Сам же рисовальщик как бы растворялся в толпе лиц, изображенных им. И хотя, как правило, он щедр на автопортреты, выявить их не так-то просто, особенно поначалу, когда зритель, рассматривающий альбомы, бывает подавлен обилием зарисовок. Ведь порой альбомный цикл состоит из двадцати или более экземпляров, каждый из которых включает в себя до ста, а то и более картинок. Причем изображений автобиографического характера из них всего лишь один-два десятка, и разбросаны они по всем альбомам, относящимся к различным временным периодам.

В таком случае зрителю приходится «вычислять» своего героя, выделяя его из сотен других персонажей. Легче всего это удается, если хотя бы одно из изображений имеет надпись, по которой можно идентифицировать личность рисовальщика, например: «Я на охоте» или «Я на бивуаке».

| РАЗДЕЛ ДАННЫХ |

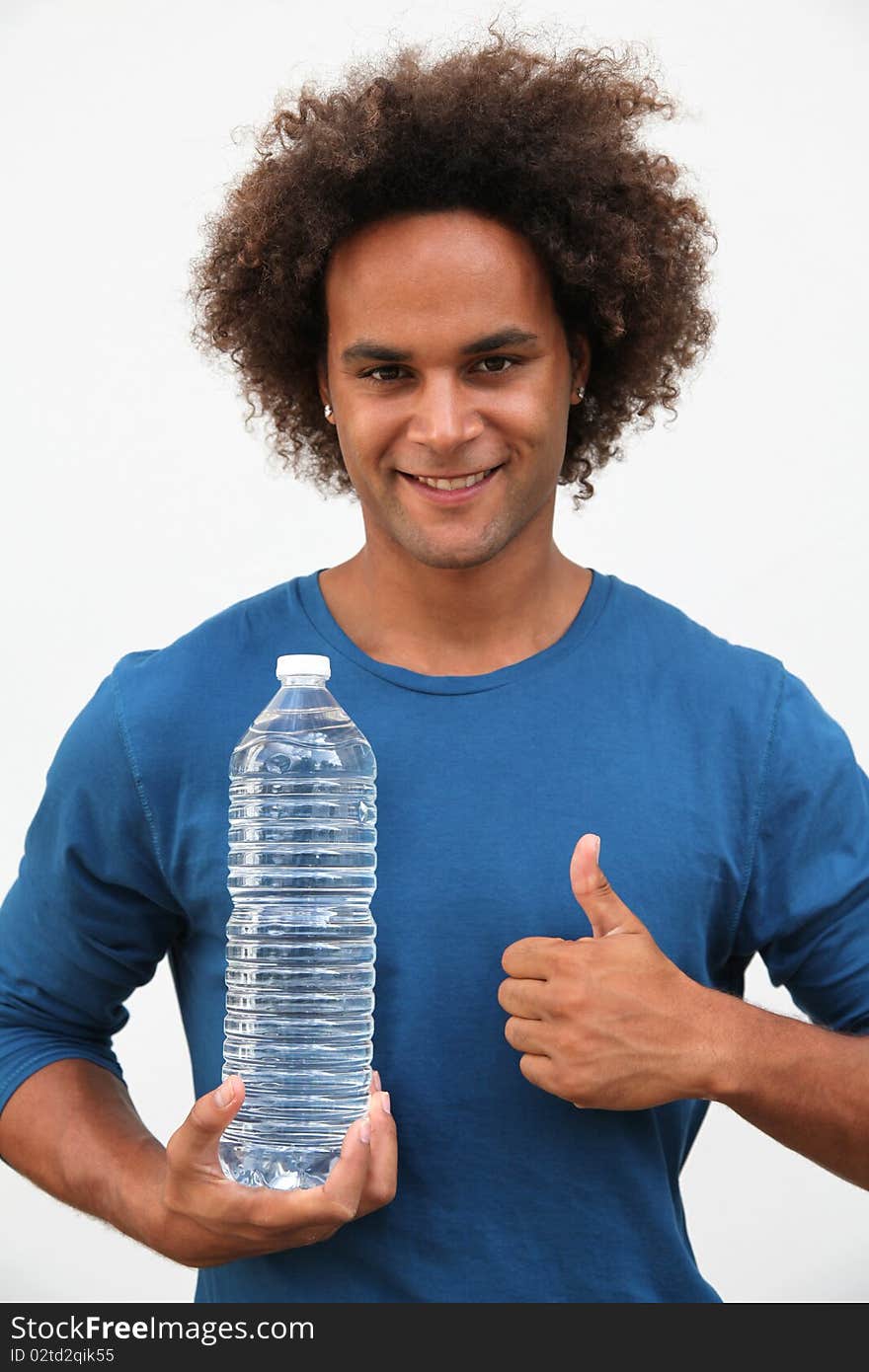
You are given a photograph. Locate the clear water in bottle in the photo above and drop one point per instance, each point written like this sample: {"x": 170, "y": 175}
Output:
{"x": 301, "y": 938}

| ПОСТАНОВКА ЗАДАЧИ |
Повторите дословно и полностью исходный фрагмент об автопортретах рисовальщика в альбомах.

| РЕШЕНИЕ ЗАДАЧИ |
Сам же рисовальщик как бы растворялся в толпе лиц, изображенных им. И хотя, как правило, он щедр на автопортреты, выявить их не так-то просто, особенно поначалу, когда зритель, рассматривающий альбомы, бывает подавлен обилием зарисовок. Ведь порой альбомный цикл состоит из двадцати или более экземпляров, каждый из которых включает в себя до ста, а то и более картинок. Причем изображений автобиографического характера из них всего лишь один-два десятка, и разбросаны они по всем альбомам, относящимся к различным временным периодам.

В таком случае зрителю приходится «вычислять» своего героя, выделяя его из сотен других персонажей. Легче всего это удается, если хотя бы одно из изображений имеет надпись, по которой можно идентифицировать личность рисовальщика, например: «Я на охоте» или «Я на бивуаке».